• Selected excerpt:
────
# Best Heater For A 10 Gallon



## Homer_Simpson (Apr 2, 2007)

Okay, let's here it, based on people's experiences. Best as in reliability, durability, performance ease of setting temperature, and reduced risk of thermostat sticking or jamming


----------



## erijnal (Apr 5, 2006)

The Jager in my 20 gallon has been solid for three years now. The one in my 10 gallon has been solid for two years. Only thing to say against it is that if my temperature strip is accurate, the temperature gauge on the heater is actually 3 degrees Fahrenheit off. Not that big a deal because you can adjust accordingly by monitoring the temperature


----------



## Zippin (Oct 27, 2007)

How about this brand :-

Visitherm Heater Thermostat
Visitherm 25w 15cm 
Visitherm 50w 15cm
Visitherm 100w 25cm 
Visitherm 150w 30cm 
Visitherm 200w 30cm 
Visitherm 300w 35cm


----------



## howie (Jan 5, 2007)

I like the visitherm. Very reliable and durable. If you have a canister filter get inline heater like the Hydor. I have one on my 10 gallon now.


----------



## Neon Shrimp (Apr 26, 2006)

I use Hydor for my nano tanks. I also have a Visitherm for my display tank. They have both worked without a problem for me. I particularly like the indication light on each one that let me know when they are working.


----------



## Halibass (Jan 28, 2007)

Another vote for the Visitherm Stealth. Set and forget. It's black so you can lay it horizontally across the back, just above the substrate.


----------



## Red_Rose (Mar 18, 2007)

I've only used the Hagen Elite Mini submersible heaters and I've never had a problem with them. Setting the temperature can be a bit tricky since you might have to keep an eye on it to make sure it's where you want it but over all, it's a good, durable heater and they're smaller then most 50watt heaters so they don't take up much room in the tank.

It also has a pilot light on it to let you know when the heater has just turned on or off.


----------



## Homer_Simpson (Apr 2, 2007)

Many thanks for all those that responded and the many suggestions.

I have decided to go with this Hydor.
http://www.mops.ca/cgi-bin/SoftCart...102.asp?L+scstore+bryq8611fff502f5+1201968681

Looks, like I have to order on-line again. None of the local fish stores in my city carry it.


----------
────
[Entries from a pointing dataset]

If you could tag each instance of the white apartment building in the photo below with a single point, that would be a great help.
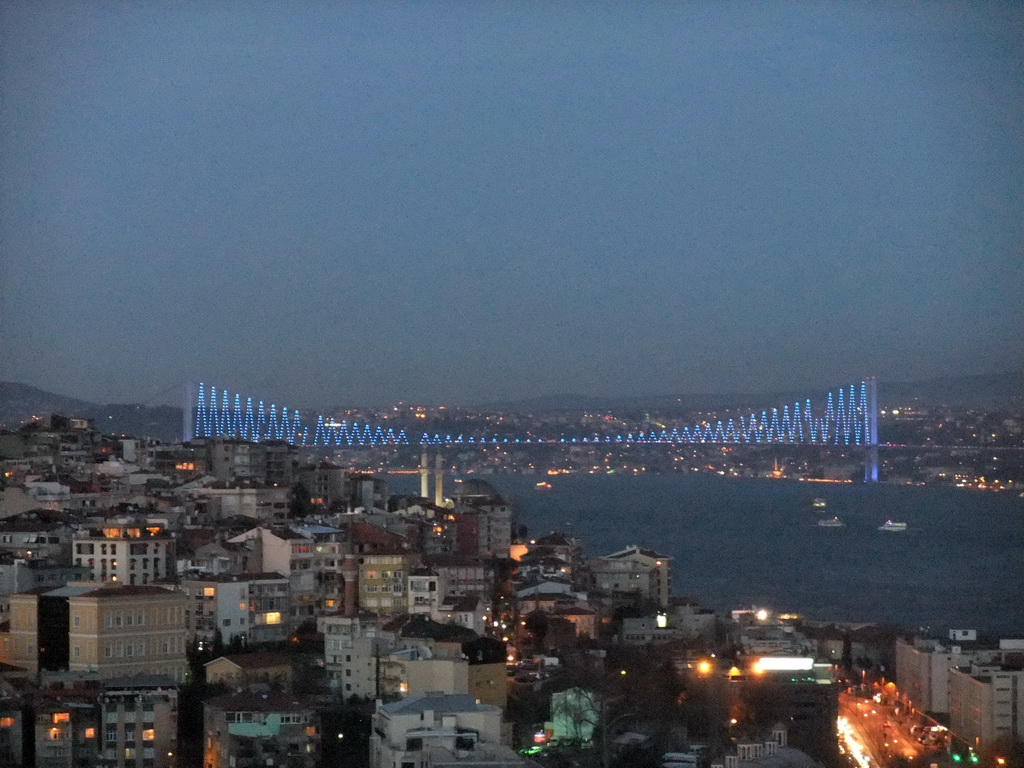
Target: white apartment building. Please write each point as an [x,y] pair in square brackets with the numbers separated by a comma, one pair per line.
[355,651]
[439,730]
[986,701]
[923,669]
[126,553]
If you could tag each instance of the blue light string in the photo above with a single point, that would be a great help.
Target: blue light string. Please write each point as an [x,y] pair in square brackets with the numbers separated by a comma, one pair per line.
[844,421]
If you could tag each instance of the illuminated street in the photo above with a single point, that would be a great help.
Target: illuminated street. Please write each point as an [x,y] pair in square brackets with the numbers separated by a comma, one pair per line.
[871,734]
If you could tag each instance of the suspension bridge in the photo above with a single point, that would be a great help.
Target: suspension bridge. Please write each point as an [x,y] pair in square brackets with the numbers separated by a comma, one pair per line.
[844,417]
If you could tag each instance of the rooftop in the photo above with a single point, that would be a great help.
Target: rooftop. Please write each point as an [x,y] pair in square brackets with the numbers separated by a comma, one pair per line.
[437,702]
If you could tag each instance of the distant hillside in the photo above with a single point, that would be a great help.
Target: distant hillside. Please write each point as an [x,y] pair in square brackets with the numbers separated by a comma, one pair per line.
[19,402]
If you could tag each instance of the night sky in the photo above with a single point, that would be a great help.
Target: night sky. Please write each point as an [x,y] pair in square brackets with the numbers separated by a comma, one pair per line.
[358,203]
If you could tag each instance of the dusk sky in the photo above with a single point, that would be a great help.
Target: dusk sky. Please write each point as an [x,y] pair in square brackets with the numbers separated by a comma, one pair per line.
[461,202]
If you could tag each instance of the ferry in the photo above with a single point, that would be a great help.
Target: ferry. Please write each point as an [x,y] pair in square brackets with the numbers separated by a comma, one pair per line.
[890,525]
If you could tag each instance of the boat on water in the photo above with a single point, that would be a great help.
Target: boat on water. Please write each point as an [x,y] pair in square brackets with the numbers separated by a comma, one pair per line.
[890,525]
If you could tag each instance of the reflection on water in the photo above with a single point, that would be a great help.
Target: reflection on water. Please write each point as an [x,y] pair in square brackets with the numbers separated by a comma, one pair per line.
[737,542]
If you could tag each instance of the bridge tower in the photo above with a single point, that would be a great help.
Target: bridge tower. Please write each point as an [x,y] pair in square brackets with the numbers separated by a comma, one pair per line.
[188,413]
[424,476]
[439,480]
[871,428]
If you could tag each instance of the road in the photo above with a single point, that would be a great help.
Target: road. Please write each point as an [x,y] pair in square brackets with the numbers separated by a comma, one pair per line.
[872,735]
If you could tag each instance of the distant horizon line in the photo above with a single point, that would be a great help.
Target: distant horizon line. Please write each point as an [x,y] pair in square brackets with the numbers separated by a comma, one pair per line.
[630,399]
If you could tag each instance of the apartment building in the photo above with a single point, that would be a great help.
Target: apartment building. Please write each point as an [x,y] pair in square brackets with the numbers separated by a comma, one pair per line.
[139,717]
[122,631]
[438,729]
[130,554]
[264,729]
[246,607]
[986,702]
[635,572]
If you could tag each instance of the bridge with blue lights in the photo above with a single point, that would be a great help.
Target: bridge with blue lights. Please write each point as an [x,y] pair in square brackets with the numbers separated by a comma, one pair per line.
[845,417]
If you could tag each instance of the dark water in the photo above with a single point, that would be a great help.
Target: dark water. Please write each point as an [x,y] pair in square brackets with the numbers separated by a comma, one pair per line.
[741,542]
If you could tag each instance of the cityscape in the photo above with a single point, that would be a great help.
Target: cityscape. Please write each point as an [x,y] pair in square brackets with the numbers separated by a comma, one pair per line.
[439,385]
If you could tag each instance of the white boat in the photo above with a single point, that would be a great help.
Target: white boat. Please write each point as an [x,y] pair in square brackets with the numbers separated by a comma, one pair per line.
[890,525]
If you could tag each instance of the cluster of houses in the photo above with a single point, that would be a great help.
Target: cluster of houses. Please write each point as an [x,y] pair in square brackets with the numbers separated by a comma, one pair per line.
[121,557]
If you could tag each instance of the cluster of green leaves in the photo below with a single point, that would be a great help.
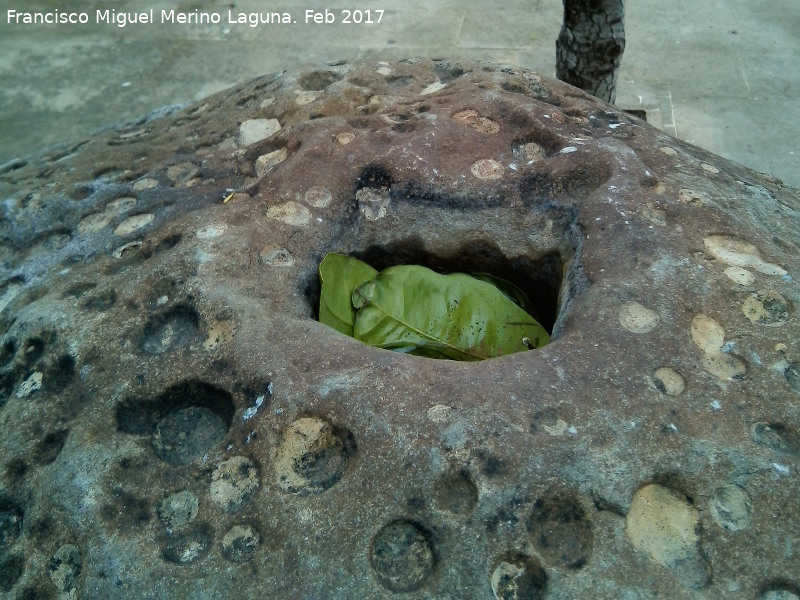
────
• Instructions:
- 1) Print the passage of the aquarium heater thread that begins at the words "## Red_Rose (Mar" and stops after "in the tank.".
- 2) Please list each distinct username that posts in the aquarium heater thread.
These entries have no connection to the aquarium heater thread.

• Answers per task:
- 1)
## Red_Rose (Mar 18, 2007)

I've only used the Hagen Elite Mini submersible heaters and I've never had a problem with them. Setting the temperature can be a bit tricky since you might have to keep an eye on it to make sure it's where you want it but over all, it's a good, durable heater and they're smaller then most 50watt heaters so they don't take up much room in the tank.

- 2) Homer_Simpson, erijnal, Zippin, howie, Neon Shrimp, Halibass, Red_Rose